Görev 1:
Kayıtlarda "orange" sözcüğünün geçtiği bütün satırları seç ve bunları aynen kopyala.

:::

T0 hikayesi – Grand Seiko'nun bitmeyen arayışı

T0 CONSTANT FORCE

Masayuki Hirota, Chronos Japonya'nın genel yayın yönetmeni

Photo of T0 CONSTANT FORCE

T0 Constant-force Tourbillon

Seiko Watch Corporation, Eylül 2020'de Grand Seiko'nun konsept tasarımı olarak T0 (T-zero) Constant-force Tourbillon'u ("T0" olarak kısaltılır) tanıttı. Aynı eksende tourbillon ve tam entegre sait kuvvet taşıyan makine, mümkün olan en yüksek doğruluğa sahip mekanik bir saat yaratmayı hedefliyordu. 1960'larda Seiko'nun mekanik mekanizmaları, o zamanlar en geçerli saat yarışmaları olarak kabul edilen Neuchatel ve Cenevre Gözlemevi Yarışmaları'nda en üst sıralarda yer almıştı. Bu yeni mekanizma ile Grand Seiko dünyanın zirvesine geri döndü.

Zemberek, mekanik saatçilikteki sonsuz mücadele

Pille çalışan kuvars saatlerin aksine, mekanik saatler bir zembereğin boşalma gücüyle çalışır. Mekanik saatlerin mekanizması 17. yüzyıldan beri neredeyse aynı kalmıştır. Bu görünüşte eskimiş mekanizma bugün hala kullanılmaktadır, çünkü teknolojik evrimi birçok sorunu çözmüştür.

Grand Seiko'nun makinelerinden biri olan Spring Drive, bu evrimi simgeliyor. Spring Drive, bir zemberekten güç almasına rağmen bir quartz makine kadar hassastır. Manyetizmaya, sıcaklık değişimlerine ve darbelere karşı oldukça dayanıklıdır. Teknolojik ilerlemesinin bir sonucu olarak Seiko, kimsenin üretemediği bir mekanizmayı başarıyla yaratmıştır.

Mekanik saatlerin mekanizması teknolojik ilerleme sayesinde giderek daha pratik hale geldi. Mekanik saatler, 10 yıl önce üretilenlere kıyasla bile çok büyük bir evrim geçirdi. Bununla birlikte, mekanik saatlere güç veren zemberek, bir sorun devam etmektedir.

Mekanik saatlerde, zemberek kurulduğunda güç (veya "tork") kazanır ve boşaldıkça güç kaybeder. Bu nedenle kurmalı oyuncaklar da ilk başta hızla ve enerjik olarak hareket ederken zaman geçtikçe yavaşlar.

:::

Görev 2:
Yukarıdaki Grand Seiko T0 yazısını, son cümlesinden sonra gelecek şekilde sürdür.

Verilen malzeme:
:::

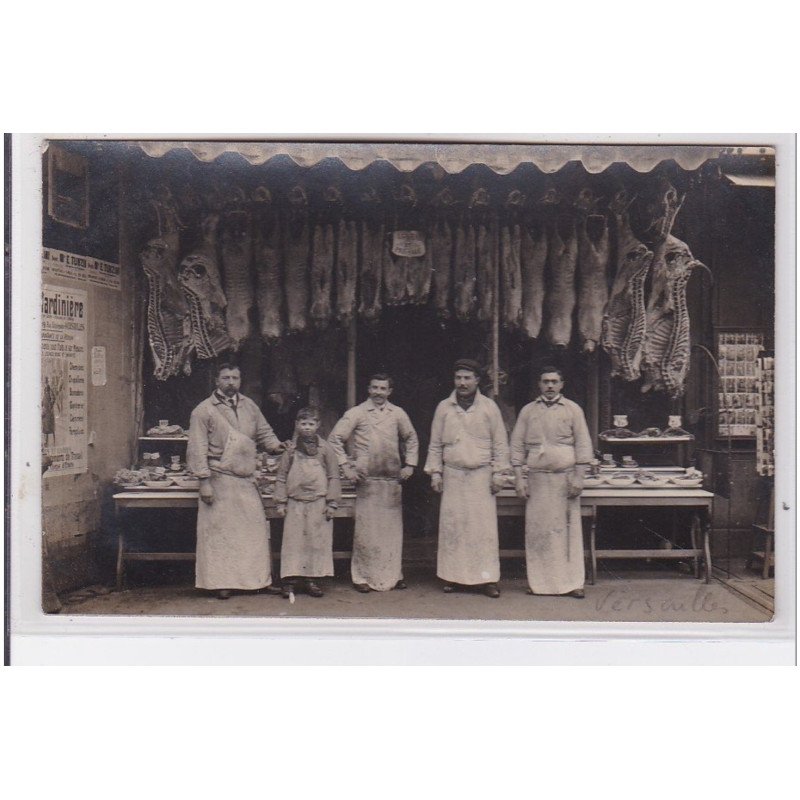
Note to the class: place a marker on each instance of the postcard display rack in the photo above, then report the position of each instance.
(765, 416)
(738, 391)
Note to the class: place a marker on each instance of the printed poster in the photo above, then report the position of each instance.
(58, 264)
(64, 377)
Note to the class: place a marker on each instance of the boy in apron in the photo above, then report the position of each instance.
(307, 494)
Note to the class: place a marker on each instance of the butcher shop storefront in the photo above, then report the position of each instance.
(644, 273)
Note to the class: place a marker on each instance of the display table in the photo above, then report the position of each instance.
(508, 505)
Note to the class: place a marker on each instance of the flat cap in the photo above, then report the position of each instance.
(468, 363)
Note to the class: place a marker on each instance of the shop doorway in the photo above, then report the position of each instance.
(417, 349)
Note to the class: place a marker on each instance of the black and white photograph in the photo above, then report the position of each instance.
(407, 380)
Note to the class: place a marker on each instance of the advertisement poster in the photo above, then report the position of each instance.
(58, 264)
(99, 376)
(64, 422)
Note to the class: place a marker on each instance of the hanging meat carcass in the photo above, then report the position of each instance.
(667, 346)
(372, 244)
(236, 246)
(441, 240)
(419, 273)
(593, 256)
(486, 256)
(200, 214)
(465, 253)
(267, 263)
(346, 270)
(206, 306)
(406, 257)
(562, 262)
(167, 311)
(660, 211)
(297, 246)
(533, 261)
(511, 261)
(464, 275)
(282, 390)
(624, 320)
(323, 258)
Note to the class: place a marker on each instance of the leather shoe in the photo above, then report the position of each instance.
(313, 589)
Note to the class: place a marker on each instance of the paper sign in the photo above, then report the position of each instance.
(410, 244)
(64, 396)
(58, 264)
(99, 366)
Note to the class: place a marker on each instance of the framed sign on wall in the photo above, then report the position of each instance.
(68, 187)
(737, 391)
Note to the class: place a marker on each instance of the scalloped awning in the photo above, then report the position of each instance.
(452, 158)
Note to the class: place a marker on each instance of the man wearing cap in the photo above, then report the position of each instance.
(552, 439)
(467, 453)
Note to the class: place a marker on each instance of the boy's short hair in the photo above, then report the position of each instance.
(549, 368)
(382, 376)
(309, 412)
(226, 365)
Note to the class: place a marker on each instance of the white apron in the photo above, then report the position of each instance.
(469, 551)
(553, 535)
(233, 533)
(307, 547)
(378, 534)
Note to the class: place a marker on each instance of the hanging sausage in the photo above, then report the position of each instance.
(267, 263)
(624, 318)
(562, 261)
(237, 255)
(593, 255)
(372, 235)
(297, 246)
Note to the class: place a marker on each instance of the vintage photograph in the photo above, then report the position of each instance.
(408, 380)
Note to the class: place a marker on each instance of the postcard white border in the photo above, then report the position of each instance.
(63, 639)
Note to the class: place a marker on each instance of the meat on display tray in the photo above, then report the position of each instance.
(644, 439)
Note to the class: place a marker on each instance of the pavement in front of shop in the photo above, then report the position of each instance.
(620, 595)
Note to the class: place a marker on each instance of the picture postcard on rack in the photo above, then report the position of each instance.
(414, 381)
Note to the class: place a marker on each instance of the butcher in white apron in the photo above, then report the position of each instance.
(225, 432)
(552, 439)
(307, 494)
(468, 452)
(385, 452)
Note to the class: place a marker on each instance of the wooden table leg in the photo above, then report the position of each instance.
(767, 555)
(695, 527)
(120, 551)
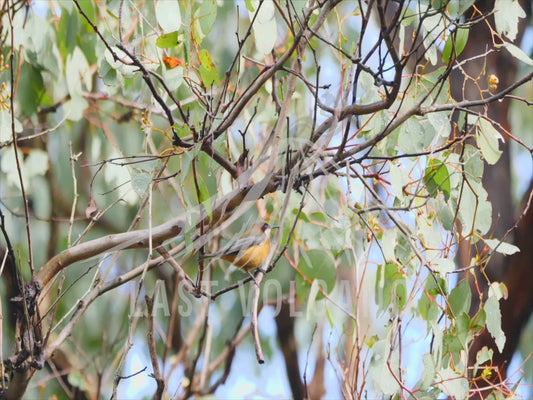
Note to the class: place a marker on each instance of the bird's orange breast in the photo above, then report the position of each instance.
(250, 258)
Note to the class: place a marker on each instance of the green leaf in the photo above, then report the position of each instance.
(437, 179)
(391, 287)
(506, 15)
(315, 265)
(487, 139)
(518, 53)
(456, 8)
(167, 40)
(205, 17)
(31, 90)
(444, 213)
(494, 320)
(414, 137)
(455, 44)
(168, 15)
(78, 72)
(460, 299)
(453, 384)
(249, 5)
(502, 247)
(444, 266)
(208, 71)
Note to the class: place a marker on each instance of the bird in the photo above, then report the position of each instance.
(250, 251)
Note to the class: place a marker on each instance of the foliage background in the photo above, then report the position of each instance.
(370, 151)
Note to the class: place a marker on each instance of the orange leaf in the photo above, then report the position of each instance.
(172, 62)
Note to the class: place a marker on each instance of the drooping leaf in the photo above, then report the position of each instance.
(502, 247)
(487, 139)
(494, 320)
(437, 179)
(460, 298)
(168, 40)
(455, 44)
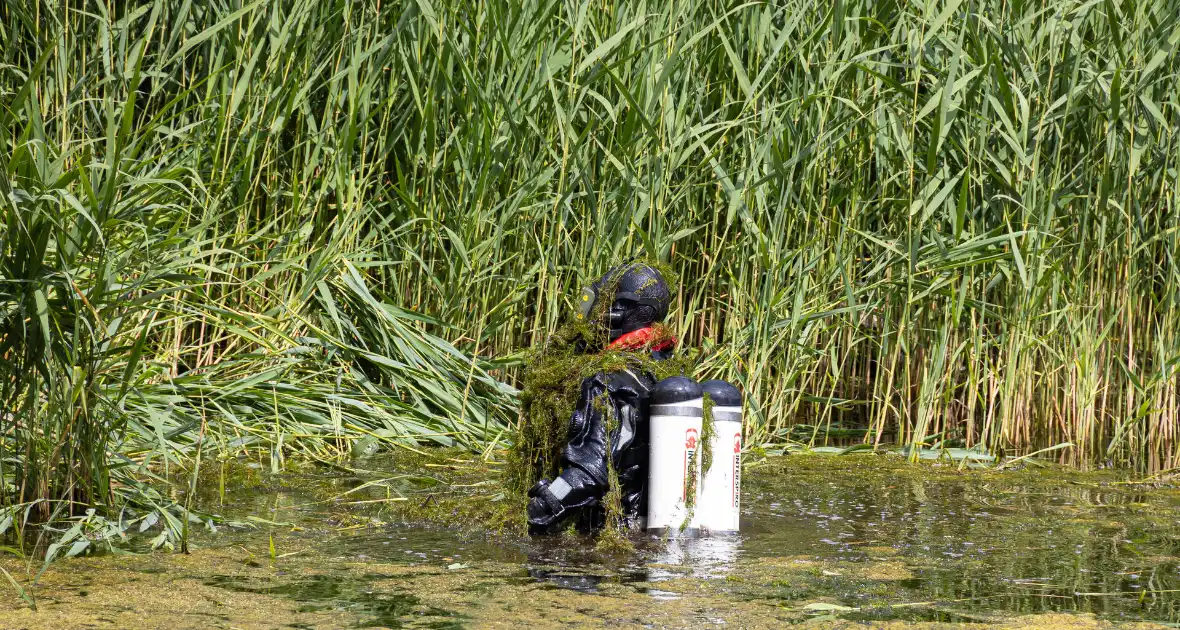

:::

Beklenen yanıt 1:
Note to the class: place a marker on each instance of the bird's orange breast in the photo above, then report the position of each instance.
Note to the class: place a marker on each instance of the orange leaf in the photo above, then report the position of each instance.

Beklenen yanıt 2:
Teorik olarak, zemberekli mekanik kol saatleri ve sabir saatler, sarkaç veya balans sayesinde sabit bir ritimde çalışır. Sarkaç prensibi ile çalışan bileşenler, zemberekte ne kadar güç kalmış olursa olsun mekanik saatlere sabit bir ritim vermelidir.

Ancak, bu sadece bir teoridir. Mekanik bir saatin hassasiyeti, zemberek boşaldıkça çeşitli faktörler nedeniyle azalacaktır. Bu, saatçilerin bu konuda hiçbir şey yapmadığı anlamına gelmez. Grand Seiko'nun bu yılın başlarında piyasaya sürdüğü Kalibre 9SA5 buna iyi bir örnektir. 80 saatlik güç rezervi, balansın benzersiz biçimi ve mekanizmaya yerleşme şekli sayesinde hassasiyetini uzun saatler boyunca koruyabilir. Bununla birlikte, ideal olarak tork, zemberek ister tam kurulmuş olsun ister hemen hemen tamamen boşalmış olsun, aynı olmalıdır.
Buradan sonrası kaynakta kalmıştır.